Task directions: Continue the R script that builds country and region lists, starting right after its last line.

Document segment:

# makeing lists for sorting data and countries

mycountries <- c("Bolivia", "Brazil","Bulgaria","Canada", "Chile","United States","India" ,"Pakistan" ,"Nepal","Belgium" ,"Albania", "Denmark","Czech Republic", "Finland","France","Germany","Ireland","Italy","Iceland","Netherlands","Poland","Norway", "Spain","Switzerland","Turkey", "Ukraine","Sweden", "Russian Federation", "Portugal", "United Kingdom", "Israel" ,"Saudi Arabia","United Arab Emirates" ,"Libya" ,"Egypt, Arab Rep.", "American Samoa","Cambodia","China" ,"Japan" ,"Mongolia" ,"Malaysia" ,"New Caledonia", "Marshall Islands" ,"Indonesia","Fiji","Guam", "Australia" ,"Congo, Dem. Rep." ,"Central African Republic" ,"Congo, Rep.","Nigeria" ,"Liberia","Kenya","Madagascar","Mali", "Rwanda", "Somalia","South Sudan" ,"Uganda" ,"Zimbabwe","Sudan","South Africa","Sierra Leone","Ethiopia","Ghana","Botswana" ,"Angola","Cabo Verde", "Cameroon","Comoros","Seychelles","Niger","Zambia","Uruguay", "Venezuela, RB","Panama", "Mexico", "Peru", "Paraguay","Nicaragua","Jamaica","Guatemala" ,"El Salvador" ,"Haiti","Dominican Republic","Ecuador" ,"Honduras","Colombia","Cuba","Costa Rica" ,"Argentina" ,"Belize")


#unique(WED_Agg$`Country Name`)

Aggs <- c("North America","Middle East & North Africa","European Union","Africa Eastern and Southern", "Africa Western and Central","East Asia & Pacific", "Latin America & Caribbean")

North_America <-c("Canada", "United States", "Mexico","Jamaica","Haiti","Cuba","Costa Rica", "Dominican Republic" )

Europe <-c("Bulgaria","Belgium" ,"Albania", "Denmark","Czech Republic", "Finland","France","Germany","Ireland","Italy","Iceland","Netherlands","Poland","Norway", "Spain","Switzerland","Turkey", "Ukraine","Sweden", "Portugal", "United Kingdom")

Africa <- c("Libya" ,"Egypt, Arab Rep.","Congo, Dem. Rep." ,"Central African Republic" ,"Congo, Rep.","Nigeria" ,"Liberia","Kenya","Madagascar","Mali", "Rwanda", "Somalia","South Sudan" ,"Uganda" ,"Zimbabwe","Sudan","South Africa","Sierra Leone","Ethiopia","Ghana","Botswana" ,"Angola","Cabo Verde", "Cameroon","Comoros","Seychelles","Niger","Zambia")

Extracted information:
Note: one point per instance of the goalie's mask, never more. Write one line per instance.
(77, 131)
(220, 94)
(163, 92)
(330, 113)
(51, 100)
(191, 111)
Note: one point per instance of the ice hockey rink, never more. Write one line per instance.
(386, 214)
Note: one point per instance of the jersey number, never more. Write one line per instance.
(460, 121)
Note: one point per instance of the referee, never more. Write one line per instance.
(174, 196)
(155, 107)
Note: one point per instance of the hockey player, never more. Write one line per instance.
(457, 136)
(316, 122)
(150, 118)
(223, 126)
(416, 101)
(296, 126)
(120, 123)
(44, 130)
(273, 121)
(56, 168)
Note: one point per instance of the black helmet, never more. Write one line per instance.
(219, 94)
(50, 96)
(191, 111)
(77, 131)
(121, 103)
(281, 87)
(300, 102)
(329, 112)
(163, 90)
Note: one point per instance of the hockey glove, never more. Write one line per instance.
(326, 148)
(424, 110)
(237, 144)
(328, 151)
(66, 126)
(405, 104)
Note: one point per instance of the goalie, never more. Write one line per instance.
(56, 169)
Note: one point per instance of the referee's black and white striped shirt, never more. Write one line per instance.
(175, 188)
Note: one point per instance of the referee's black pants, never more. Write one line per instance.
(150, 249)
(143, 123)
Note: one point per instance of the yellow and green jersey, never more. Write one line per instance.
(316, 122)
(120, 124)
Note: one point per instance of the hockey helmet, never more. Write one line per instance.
* * *
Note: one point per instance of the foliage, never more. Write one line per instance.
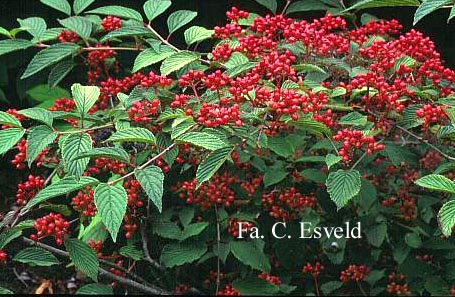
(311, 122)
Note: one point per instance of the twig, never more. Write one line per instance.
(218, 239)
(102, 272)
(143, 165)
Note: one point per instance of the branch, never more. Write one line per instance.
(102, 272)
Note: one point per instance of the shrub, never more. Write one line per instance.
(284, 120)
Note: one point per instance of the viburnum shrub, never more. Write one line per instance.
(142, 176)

Task result:
Asia  <-  c("India" ,"Pakistan" ,"Nepal", "Russian Federation", "Israel" ,"Saudi Arabia","United Arab Emirates","Cambodia","China" ,"Japan" ,"Mongolia")

South_America <- c("Bolivia", "Brazil", "Chile","Uruguay", "Venezuela, RB","Panama", "Peru", "Paraguay","Nicaragua","Guatemala" ,"El Salvador" ,"Ecuador" ,"Honduras","Colombia","Argentina" ,"Belize")

Oceania <-c("American Samoa" ,"Malaysia" ,"New Caledonia", "Marshall Islands" ,"Indonesia","Fiji","Guam", "Australia" )
# Use this R-Chunk to import all your datasets!

WED <- read_csv("world_econ_dat.csv") # Economic indicators
POP <- read_csv("population.csv") # Mortality and Population
POP <- POP %>% filter(`Country Name` %in% mycountries | `Country Name` %in% Aggs)

Background

World Bank

  • Data determinant to my question.
  • Web tools to quickly analyze, search and filter my data sets.

Task

This project I wanted to try and recreate some of the animated charts I’ve seen from gapminder and other economics sources. I tried using both gganimate and plotly to do this in different ways. I’ve included two plots for both options aswell as a sample of the final data.

Data Wrangling

Write a short summary of the read-in process and some coding secrets you learned.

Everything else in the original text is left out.